• [Job] Swap "basket" for "crate" in everything from the line containing "Target: bicycle basket" down to the end of the listing, and return those lines otherwise unchanged, leaving out the pictures.

======== Input material

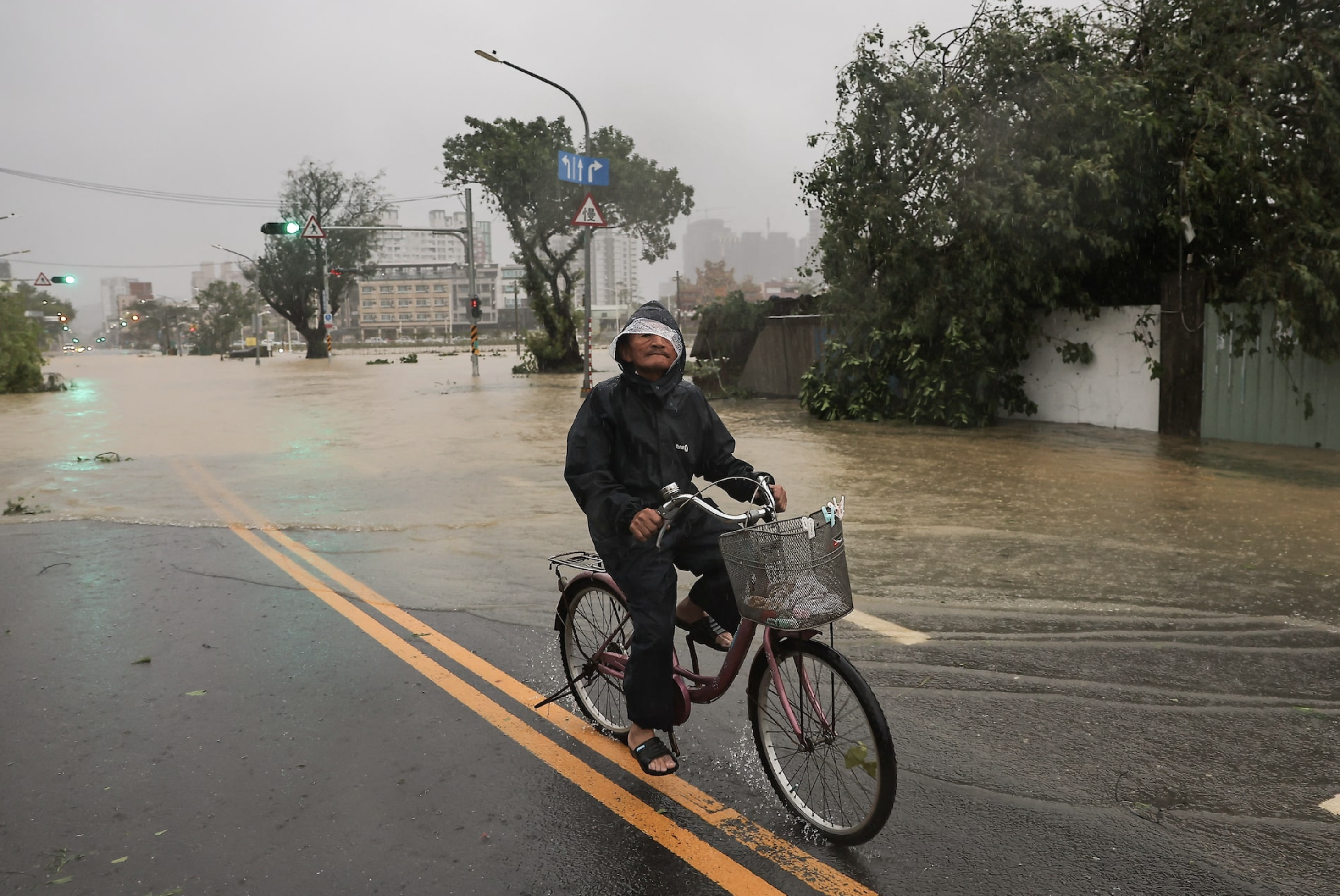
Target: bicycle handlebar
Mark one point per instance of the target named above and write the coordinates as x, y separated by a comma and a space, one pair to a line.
677, 501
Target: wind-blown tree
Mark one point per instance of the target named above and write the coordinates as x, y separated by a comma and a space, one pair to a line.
516, 164
224, 309
290, 274
21, 345
1034, 161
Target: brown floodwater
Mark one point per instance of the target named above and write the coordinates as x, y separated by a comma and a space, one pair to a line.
1020, 512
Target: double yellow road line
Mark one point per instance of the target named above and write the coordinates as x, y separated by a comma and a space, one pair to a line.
291, 556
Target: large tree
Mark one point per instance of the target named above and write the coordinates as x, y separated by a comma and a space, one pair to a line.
1040, 160
291, 271
516, 164
21, 345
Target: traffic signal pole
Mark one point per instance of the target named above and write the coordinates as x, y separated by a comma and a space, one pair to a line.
473, 302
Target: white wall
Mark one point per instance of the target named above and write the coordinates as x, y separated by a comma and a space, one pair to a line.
1113, 390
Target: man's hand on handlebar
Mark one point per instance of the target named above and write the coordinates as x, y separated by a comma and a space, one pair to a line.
649, 521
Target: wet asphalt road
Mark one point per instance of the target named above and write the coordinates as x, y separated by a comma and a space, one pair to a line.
316, 761
1130, 682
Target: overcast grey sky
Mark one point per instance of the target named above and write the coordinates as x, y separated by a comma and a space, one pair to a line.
223, 98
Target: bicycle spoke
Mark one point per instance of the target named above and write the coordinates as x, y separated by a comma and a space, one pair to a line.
833, 772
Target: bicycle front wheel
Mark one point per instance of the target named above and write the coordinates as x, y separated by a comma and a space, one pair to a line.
597, 625
835, 767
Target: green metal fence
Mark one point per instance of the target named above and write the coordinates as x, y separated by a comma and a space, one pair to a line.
1260, 397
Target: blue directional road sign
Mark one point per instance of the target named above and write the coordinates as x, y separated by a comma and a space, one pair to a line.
583, 169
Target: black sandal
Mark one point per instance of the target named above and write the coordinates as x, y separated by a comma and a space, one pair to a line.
705, 631
653, 749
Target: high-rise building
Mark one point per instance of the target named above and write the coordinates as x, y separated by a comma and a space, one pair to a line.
111, 290
433, 300
416, 247
614, 268
811, 240
137, 293
752, 255
615, 286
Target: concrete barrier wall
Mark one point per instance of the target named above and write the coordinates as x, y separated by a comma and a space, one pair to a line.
787, 348
1113, 390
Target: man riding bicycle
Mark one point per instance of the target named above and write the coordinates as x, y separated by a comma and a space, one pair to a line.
634, 434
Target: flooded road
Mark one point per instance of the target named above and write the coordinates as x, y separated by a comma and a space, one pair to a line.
1119, 625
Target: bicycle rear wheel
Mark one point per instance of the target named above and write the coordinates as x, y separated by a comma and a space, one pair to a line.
597, 622
839, 773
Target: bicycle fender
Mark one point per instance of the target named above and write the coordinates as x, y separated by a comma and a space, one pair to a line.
575, 584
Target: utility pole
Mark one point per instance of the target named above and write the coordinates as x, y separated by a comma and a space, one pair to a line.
475, 295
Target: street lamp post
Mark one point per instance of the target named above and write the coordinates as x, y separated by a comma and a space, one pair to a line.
256, 314
586, 235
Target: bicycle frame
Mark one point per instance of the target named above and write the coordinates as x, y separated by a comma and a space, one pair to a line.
705, 689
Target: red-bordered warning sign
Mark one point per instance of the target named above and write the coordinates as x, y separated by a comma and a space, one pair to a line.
590, 213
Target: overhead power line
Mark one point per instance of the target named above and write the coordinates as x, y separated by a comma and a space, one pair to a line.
166, 196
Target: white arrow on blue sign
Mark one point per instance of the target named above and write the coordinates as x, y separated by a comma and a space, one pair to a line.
583, 169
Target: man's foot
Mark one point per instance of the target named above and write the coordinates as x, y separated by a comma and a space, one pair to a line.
650, 753
701, 627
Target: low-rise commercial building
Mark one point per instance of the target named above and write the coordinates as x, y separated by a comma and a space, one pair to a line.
431, 300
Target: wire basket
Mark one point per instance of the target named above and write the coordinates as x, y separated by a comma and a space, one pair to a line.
786, 576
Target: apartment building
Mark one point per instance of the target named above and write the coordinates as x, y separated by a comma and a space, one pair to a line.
416, 247
433, 300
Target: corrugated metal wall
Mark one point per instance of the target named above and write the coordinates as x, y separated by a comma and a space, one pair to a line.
1252, 398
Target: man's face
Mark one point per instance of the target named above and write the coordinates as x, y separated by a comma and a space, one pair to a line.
649, 354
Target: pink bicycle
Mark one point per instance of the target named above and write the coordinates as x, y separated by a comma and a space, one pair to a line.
819, 730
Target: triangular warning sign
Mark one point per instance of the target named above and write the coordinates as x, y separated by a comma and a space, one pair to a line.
590, 213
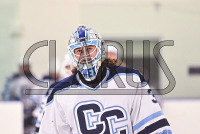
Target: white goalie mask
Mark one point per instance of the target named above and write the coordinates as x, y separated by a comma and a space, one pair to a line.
87, 51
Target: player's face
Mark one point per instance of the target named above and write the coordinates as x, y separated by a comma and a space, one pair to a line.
89, 53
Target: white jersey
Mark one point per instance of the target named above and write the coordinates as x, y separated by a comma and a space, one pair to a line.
113, 106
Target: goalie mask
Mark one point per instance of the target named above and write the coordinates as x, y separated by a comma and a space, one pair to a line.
86, 49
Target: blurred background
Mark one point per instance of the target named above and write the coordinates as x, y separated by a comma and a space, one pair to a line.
24, 23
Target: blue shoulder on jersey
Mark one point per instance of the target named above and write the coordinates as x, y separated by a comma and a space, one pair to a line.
67, 82
124, 70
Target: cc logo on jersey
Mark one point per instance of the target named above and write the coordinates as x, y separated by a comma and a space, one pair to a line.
92, 118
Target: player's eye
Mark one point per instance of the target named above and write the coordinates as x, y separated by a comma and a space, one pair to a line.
77, 51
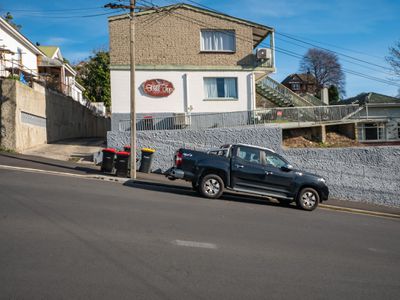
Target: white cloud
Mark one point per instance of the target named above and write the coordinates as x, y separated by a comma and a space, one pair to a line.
76, 56
58, 41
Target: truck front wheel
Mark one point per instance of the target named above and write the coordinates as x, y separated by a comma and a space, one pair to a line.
211, 186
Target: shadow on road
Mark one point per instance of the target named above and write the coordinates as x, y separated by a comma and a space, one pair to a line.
37, 161
188, 191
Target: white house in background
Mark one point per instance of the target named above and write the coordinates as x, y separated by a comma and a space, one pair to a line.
18, 55
58, 74
190, 60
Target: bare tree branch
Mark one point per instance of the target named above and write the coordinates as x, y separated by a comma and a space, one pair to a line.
325, 67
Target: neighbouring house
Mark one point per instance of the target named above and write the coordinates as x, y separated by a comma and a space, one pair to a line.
300, 83
188, 60
18, 55
58, 74
379, 118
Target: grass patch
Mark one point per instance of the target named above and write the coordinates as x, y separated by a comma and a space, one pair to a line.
2, 149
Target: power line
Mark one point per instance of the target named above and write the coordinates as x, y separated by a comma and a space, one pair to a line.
343, 59
52, 10
73, 16
284, 51
335, 46
294, 37
335, 52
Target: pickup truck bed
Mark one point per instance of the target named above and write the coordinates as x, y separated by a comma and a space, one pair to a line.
248, 169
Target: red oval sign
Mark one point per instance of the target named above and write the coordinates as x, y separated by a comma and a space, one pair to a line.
158, 87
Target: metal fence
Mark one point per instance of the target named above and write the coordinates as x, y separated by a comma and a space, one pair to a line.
292, 116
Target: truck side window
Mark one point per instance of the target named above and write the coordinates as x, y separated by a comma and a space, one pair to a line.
274, 160
249, 154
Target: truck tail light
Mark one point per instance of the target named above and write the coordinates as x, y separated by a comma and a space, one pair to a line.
178, 159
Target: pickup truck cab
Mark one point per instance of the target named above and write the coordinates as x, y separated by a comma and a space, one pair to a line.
248, 169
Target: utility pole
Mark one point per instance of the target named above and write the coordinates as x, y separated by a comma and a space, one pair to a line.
131, 8
133, 90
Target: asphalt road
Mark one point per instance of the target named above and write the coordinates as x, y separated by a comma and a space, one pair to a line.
68, 238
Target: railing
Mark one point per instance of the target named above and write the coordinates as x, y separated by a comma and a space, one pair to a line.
284, 91
288, 116
13, 68
314, 100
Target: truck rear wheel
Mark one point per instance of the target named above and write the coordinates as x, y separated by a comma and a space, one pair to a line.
211, 186
307, 199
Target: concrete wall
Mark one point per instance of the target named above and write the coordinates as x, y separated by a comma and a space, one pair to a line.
168, 141
369, 174
31, 117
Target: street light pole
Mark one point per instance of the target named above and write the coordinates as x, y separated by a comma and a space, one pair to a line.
133, 89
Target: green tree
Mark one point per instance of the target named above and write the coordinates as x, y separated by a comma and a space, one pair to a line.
333, 93
326, 69
94, 75
8, 17
394, 58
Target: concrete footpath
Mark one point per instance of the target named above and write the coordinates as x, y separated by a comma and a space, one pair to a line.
29, 163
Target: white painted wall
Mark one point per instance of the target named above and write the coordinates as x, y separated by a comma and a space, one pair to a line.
29, 59
189, 91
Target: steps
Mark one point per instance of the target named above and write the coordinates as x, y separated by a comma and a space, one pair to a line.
279, 94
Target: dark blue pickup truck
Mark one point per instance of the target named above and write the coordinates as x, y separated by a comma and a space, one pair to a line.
248, 169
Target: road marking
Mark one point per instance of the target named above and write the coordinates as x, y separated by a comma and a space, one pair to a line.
125, 180
359, 211
95, 177
194, 244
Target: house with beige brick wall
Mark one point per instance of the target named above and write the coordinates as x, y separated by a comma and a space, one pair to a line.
188, 60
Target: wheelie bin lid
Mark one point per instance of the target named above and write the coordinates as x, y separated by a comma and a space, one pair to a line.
123, 153
109, 150
148, 150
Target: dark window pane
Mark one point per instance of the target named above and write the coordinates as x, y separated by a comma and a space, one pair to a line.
220, 87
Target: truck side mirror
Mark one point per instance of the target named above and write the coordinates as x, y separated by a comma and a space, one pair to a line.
287, 168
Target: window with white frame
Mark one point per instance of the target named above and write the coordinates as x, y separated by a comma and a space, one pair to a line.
372, 132
220, 88
295, 86
218, 40
19, 56
398, 130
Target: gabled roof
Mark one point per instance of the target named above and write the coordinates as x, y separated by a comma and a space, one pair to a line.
20, 37
50, 51
304, 77
260, 32
364, 98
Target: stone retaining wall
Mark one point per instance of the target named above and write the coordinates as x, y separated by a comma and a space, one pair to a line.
368, 174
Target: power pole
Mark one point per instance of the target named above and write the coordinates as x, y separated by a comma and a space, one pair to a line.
133, 90
131, 8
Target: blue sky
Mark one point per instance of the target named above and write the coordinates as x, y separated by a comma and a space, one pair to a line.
363, 29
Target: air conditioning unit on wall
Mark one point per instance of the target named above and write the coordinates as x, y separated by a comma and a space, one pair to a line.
181, 120
264, 54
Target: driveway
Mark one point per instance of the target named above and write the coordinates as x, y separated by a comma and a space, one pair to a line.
69, 150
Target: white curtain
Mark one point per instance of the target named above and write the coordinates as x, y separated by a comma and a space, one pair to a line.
230, 88
210, 88
217, 40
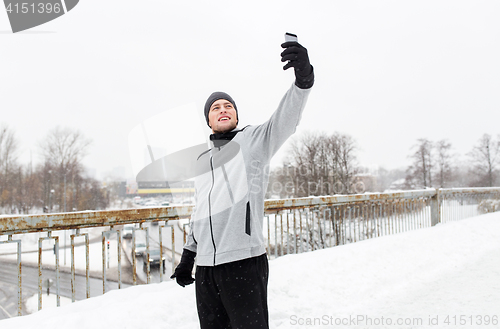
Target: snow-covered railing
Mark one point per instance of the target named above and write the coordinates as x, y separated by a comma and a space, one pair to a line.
305, 224
291, 226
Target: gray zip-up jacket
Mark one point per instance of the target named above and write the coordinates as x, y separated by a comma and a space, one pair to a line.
231, 182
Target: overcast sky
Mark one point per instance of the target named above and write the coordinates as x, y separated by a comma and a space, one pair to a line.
387, 72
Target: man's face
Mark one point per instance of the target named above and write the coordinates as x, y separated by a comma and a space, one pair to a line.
222, 116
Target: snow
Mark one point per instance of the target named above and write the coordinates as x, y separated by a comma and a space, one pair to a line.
429, 278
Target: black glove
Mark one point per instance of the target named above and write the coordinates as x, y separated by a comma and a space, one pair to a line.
297, 57
183, 271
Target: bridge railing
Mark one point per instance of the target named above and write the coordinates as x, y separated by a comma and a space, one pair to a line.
290, 226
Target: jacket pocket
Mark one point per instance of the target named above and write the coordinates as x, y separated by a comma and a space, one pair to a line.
247, 221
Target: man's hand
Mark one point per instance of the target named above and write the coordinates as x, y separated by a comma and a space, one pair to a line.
297, 57
183, 271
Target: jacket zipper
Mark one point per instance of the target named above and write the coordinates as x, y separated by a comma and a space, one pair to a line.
210, 206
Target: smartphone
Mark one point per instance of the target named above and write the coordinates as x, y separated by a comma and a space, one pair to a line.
289, 37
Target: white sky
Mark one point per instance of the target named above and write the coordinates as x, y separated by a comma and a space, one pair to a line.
387, 72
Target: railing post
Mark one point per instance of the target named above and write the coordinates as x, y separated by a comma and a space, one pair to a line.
435, 208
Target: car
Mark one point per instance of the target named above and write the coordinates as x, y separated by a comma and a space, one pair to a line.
150, 204
140, 249
128, 231
154, 260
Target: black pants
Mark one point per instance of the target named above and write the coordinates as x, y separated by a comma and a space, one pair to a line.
233, 295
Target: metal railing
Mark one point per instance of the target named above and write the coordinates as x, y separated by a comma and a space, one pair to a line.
291, 226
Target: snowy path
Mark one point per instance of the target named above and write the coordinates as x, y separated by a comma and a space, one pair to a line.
429, 278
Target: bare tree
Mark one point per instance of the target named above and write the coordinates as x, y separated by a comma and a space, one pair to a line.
443, 162
318, 164
484, 158
63, 150
8, 165
419, 174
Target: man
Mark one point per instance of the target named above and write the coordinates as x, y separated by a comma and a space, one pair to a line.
226, 235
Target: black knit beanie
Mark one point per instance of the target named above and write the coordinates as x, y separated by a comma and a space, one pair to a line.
215, 97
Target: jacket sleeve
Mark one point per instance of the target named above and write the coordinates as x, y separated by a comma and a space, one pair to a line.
268, 137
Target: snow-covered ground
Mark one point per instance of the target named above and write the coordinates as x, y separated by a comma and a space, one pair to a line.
438, 277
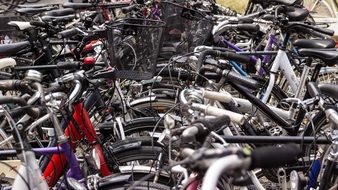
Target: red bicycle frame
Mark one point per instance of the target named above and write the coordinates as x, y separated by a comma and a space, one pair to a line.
83, 129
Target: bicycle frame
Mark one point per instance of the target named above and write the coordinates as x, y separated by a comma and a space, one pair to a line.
271, 41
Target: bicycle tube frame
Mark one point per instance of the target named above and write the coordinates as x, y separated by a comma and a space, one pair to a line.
82, 129
271, 41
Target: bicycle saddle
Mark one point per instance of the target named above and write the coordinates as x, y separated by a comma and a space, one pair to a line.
20, 25
66, 18
12, 49
298, 14
60, 12
33, 10
77, 5
33, 6
314, 43
329, 90
329, 57
281, 2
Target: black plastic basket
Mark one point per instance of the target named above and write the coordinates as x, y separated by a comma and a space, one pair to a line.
186, 28
133, 45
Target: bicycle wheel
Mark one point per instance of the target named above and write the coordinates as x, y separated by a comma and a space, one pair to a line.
32, 1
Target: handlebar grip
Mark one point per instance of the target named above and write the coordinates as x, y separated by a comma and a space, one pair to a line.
248, 27
127, 9
38, 23
214, 123
68, 33
68, 65
274, 156
313, 89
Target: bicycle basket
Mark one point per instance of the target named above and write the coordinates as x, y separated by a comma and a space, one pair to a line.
133, 45
185, 28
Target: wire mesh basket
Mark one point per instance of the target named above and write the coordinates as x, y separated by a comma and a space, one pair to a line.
186, 28
133, 45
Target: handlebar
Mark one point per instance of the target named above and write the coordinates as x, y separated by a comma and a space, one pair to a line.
68, 33
266, 157
33, 112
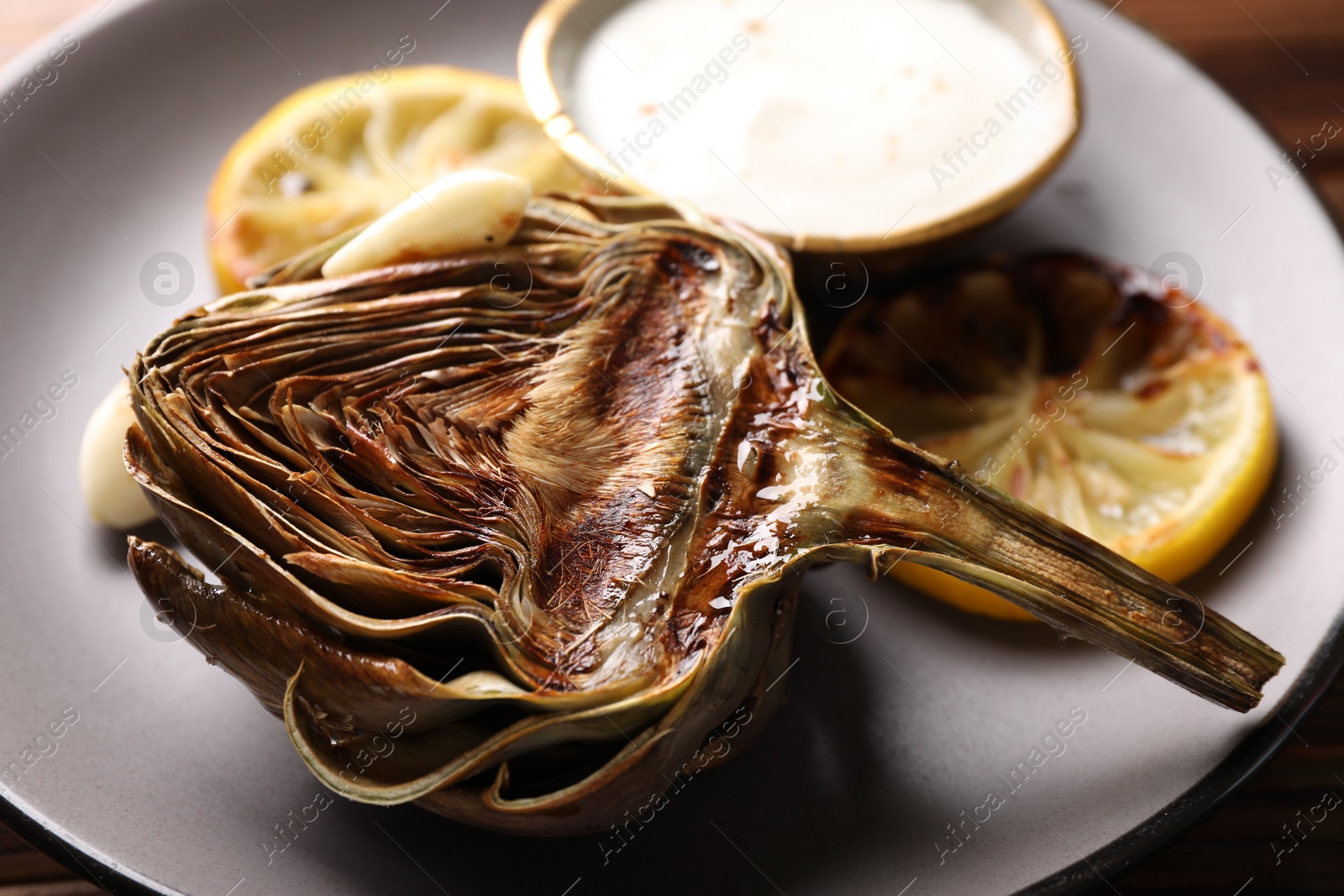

================

• [Output for this exercise]
Target: bicycle crate
Mark one point per instance of the target named above and write the coordinates as x, y separated by a comma and a space, one pair to a line.
133, 45
185, 28
Target: wire mesh crate
Mark one point per instance of the target named above and write the coordinates as x, y separated by a comma and a space, one pair to a line.
186, 28
133, 45
Target: handlebar
Mark one point per instance of the target named above and write the coordinates as x, y separated by a comma and a space, one pair to a line.
68, 33
266, 157
33, 112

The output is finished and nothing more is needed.